◆ Required task:
Carry over every one of the lines below in full, adding 97 to each bounding-box coordinate in the answers. Leave the pictures out.

(Data items)
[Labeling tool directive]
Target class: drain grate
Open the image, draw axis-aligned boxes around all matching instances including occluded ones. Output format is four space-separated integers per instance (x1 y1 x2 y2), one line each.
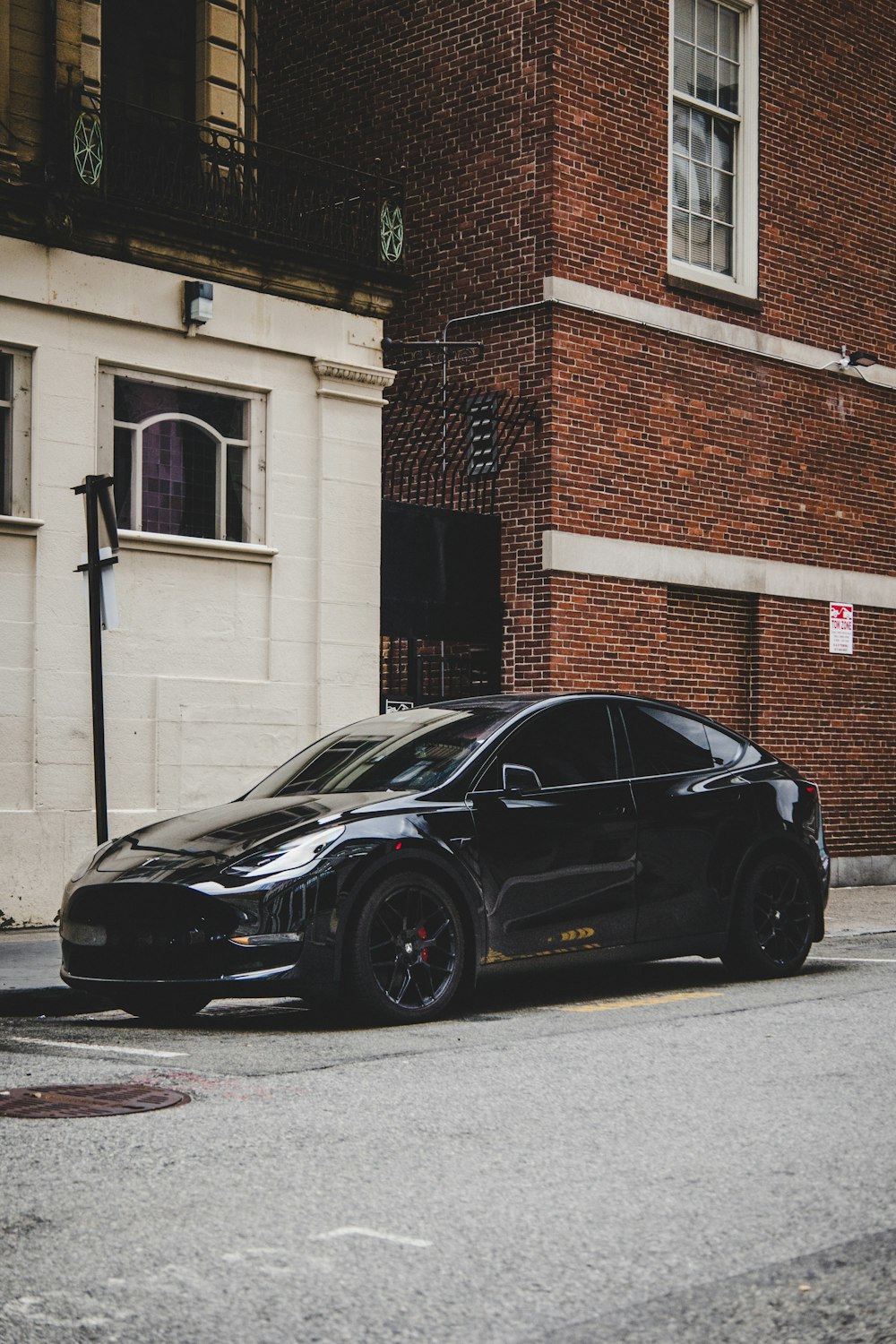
0 1083 189 1120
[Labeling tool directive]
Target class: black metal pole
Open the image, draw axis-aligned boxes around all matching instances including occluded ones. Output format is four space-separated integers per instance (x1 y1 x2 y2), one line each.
75 476 108 844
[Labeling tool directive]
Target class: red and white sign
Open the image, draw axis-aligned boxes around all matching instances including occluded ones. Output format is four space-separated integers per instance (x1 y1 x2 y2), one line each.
829 602 855 653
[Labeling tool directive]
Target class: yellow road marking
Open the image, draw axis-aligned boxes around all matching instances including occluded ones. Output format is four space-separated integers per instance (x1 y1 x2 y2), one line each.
560 989 723 1012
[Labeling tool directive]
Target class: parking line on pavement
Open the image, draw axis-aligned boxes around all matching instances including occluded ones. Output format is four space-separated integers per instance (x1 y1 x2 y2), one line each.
307 1228 433 1246
9 1037 186 1059
560 989 723 1012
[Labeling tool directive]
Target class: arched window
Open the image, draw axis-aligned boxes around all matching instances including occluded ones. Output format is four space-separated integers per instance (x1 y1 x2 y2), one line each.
104 375 261 542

◆ Solution to this task:
[Labeling tool directive]
Target class: drain grate
Open the image, draw axis-aligned boxes around all matching instances including occluded ones. Output format is four space-separated integers per instance (x1 y1 x2 y2), one line each.
97 1180 286 1217
[Labeling tool directive]
Target class: black metal pole
Open the image, draw axis-aligned boxes around all matching instances including occluded ones. Output format is four space-separated integers per instance (x1 y1 x2 y2), one line each.
172 573 205 941
[Labeling tool directive]
Target class: red and white sign
Open the image, draw axis-aligned boxes around all matching instances including occluded ones. Output format is four space-separated integers per instance (x1 y1 x2 y2), one line each.
926 699 952 750
[Labeling tool directive]
Target class: yellow road marking
Open the image, draw axis-aligned boxes around all matching instances including occluded ones. Output format is four space-separated integers per instance (x1 y1 x2 y2), one line each.
657 1086 820 1109
[Labeling tool directive]
Target class: parking line on pavement
Open the image, draw axis-aligned boxes around all matching instances including occluded ones. Output format is four space-separated integers per instance (x1 y1 x2 y2), one line each.
404 1325 530 1343
106 1134 283 1156
657 1086 820 1109
[Labeling tool directive]
Target class: arched window
Open the image, draw axis-aligned boxes around all matching instances including occluded ones. Output format is four space-separated integers per instance (x1 y1 x2 y2), one line each.
201 472 358 639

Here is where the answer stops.